● **Location identification items**

»»

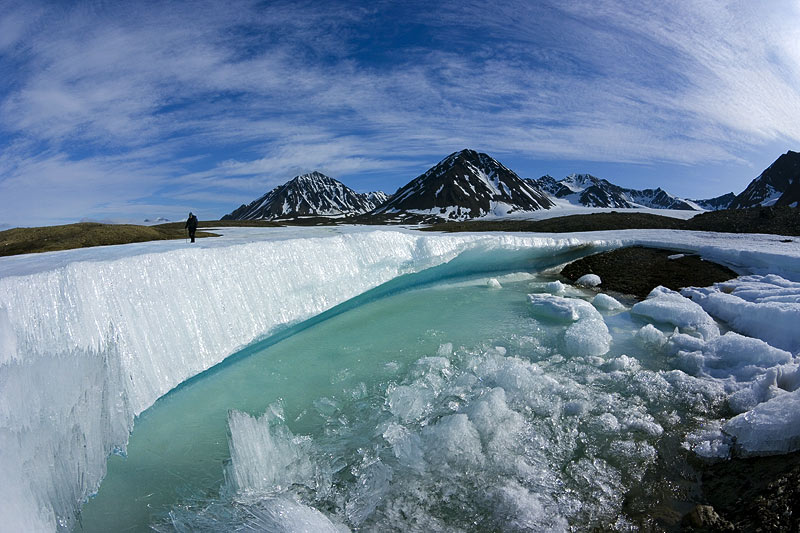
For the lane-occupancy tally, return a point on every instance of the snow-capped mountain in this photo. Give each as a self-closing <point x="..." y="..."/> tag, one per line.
<point x="313" y="194"/>
<point x="777" y="185"/>
<point x="377" y="198"/>
<point x="466" y="184"/>
<point x="589" y="191"/>
<point x="715" y="204"/>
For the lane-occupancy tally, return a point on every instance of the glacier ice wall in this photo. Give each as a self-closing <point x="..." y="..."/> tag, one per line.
<point x="89" y="345"/>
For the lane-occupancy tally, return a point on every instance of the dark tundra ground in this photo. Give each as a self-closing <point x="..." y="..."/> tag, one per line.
<point x="773" y="220"/>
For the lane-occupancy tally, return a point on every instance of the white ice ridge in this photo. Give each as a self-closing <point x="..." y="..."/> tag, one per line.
<point x="91" y="338"/>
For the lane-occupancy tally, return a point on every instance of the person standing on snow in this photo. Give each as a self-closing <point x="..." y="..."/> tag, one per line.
<point x="191" y="225"/>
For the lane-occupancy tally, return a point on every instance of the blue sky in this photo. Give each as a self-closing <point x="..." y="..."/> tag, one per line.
<point x="121" y="111"/>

««

Write out again the entries from the line with "of the blue" up to and including the final line of the entries, leaving the request unchanged. Multiply every point coordinate in the answers by 0.9 and round each to a whole number, with halves rounded up.

● **Output for this task**
For the lane-occupancy tally, return a point on every instance of the blue sky in this photo. Give each as a self-closing <point x="..." y="..."/> tag, one per line.
<point x="109" y="100"/>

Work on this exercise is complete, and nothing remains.